▶ YOUR OBJECTIVE
Update the passage about the memory decoding event: give it again from "Participants getting settled" up to and including "with these questions.", with "SfN" replaced by "the organizers".

▶ SUPPLIED PASSAGE
=== Begin Enclosure ===

In addition to the awards, the event included a five-member expert panel discussion on the challenges and prospects of memory decoding. The panel featured Michal Januszewski (Google Research), Sven Dorkenwald (Allen Institute), Helene Schmidt (Ernst Strüngmann Institute), Andrew Payne (E11 Bio), and Randal Koene (Carboncopies Foundation). The discussion was expertly moderated by Paul Middlebrooks, host of the Brain Inspired podcast.

Participants getting settled Interest in the event exceeded that of the 2019 and 2023 meetings by a wide margin. Attendance far surpassed the 115-person capacity of the room allocated by SfN, and even several late-arriving, leading neuroscientists were unable to find space to attend, an unmistakable signal of the field’s growing engagement with these questions.

The panel discussion made clear that leading researchers in neural connectomics and memory recognize the importance of converging on a shared understanding of memory, its encoding, and how it might be identified within connectome data. At the same time, as in previous years, the discussion surfaced persistent and important questions about the interpretation and scope of the Memory Decoding Challenge. These included how to define or quantify a threshold for what constitutes “non-trivial” memory decoding; whether decoding requires the neural implementation of a decoder itself to be extracted and reconstructed from synaptic connectivity; and how best to define a memory engram, an arrangement of synaptic connections that meaningfully represents a memory.

These questions have provided valuable guidance for Aspirational Neuroscience. In response, our two organizing foundations have initiated a collaborative project to further sharpen the grand challenge by developing concrete proposals for example studies. These studies, spanning neural circuits across multiple animal models, are intended to clarify the kinds of experimental and analytical approaches that could ultimately qualify for the grand prize.

Designing example proposals for memory decoding studies

The accompanying diagram (above) illustrates how each example study will be described within Aspirational Neuroscience. It also highlights how the Brain Emulation Challenge, developed by the Carboncopies Foundation, will align with the Memory Decoding Challenge by providing synthetic, ground-truth systems for each example. These in-silico systems will enable any researcher to rigorously test ideas, methods, and experimental protocols in a controlled and transparent framework.

2025 Aspirational Neuroscience Award–Winning Papers

This year’s awards were presented to the following papers:

For the full list of nominated papers, please see the 2025 Nominations page at aspirationalneuroscience.org.

COMMUNITY

2025 Brain Emulation Challenge Workshop: Functionalizing Brain Data, Ground-Truthing, and the Role of Artificial Data

In February, the Carboncopies Foundation convened a focused workshop on the Brain Emulation Challenge, bringing together researchers working at the intersection of connectomics, computational neuroscience, machine learning, and neuroimaging. The workshop examined a central question (video) facing the field today: how do we move from increasingly detailed brain data to validated, functional brain models – and how do we know when those models are actually correct?

=== End Enclosure ===

▶ SUPPLIED MATERIAL
=== Begin Enclosure ===

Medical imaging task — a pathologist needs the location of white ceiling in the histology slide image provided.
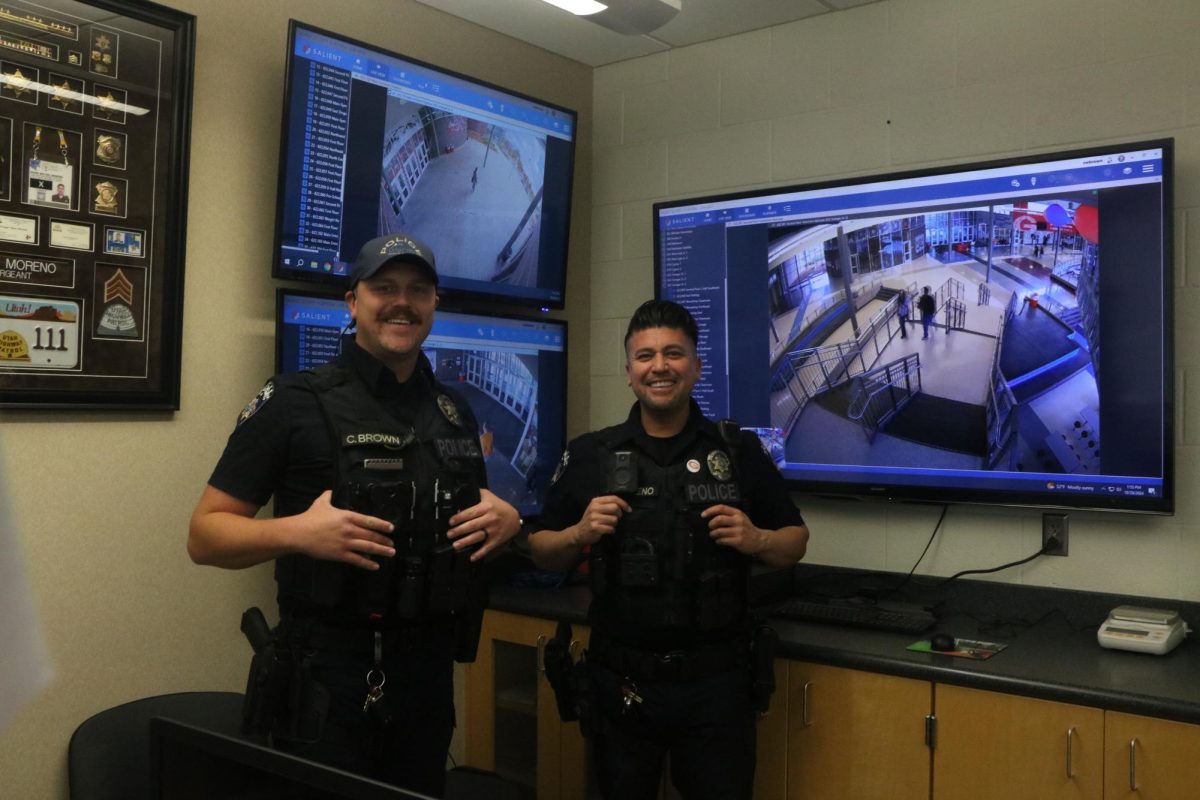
[418,0,878,67]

=== End Enclosure ===

▶ SOLUTION TO THE EXERCISE
Participants getting settled Interest in the event exceeded that of the 2019 and 2023 meetings by a wide margin. Attendance far surpassed the 115-person capacity of the room allocated by the organizers, and even several late-arriving, leading neuroscientists were unable to find space to attend, an unmistakable signal of the field’s growing engagement with these questions.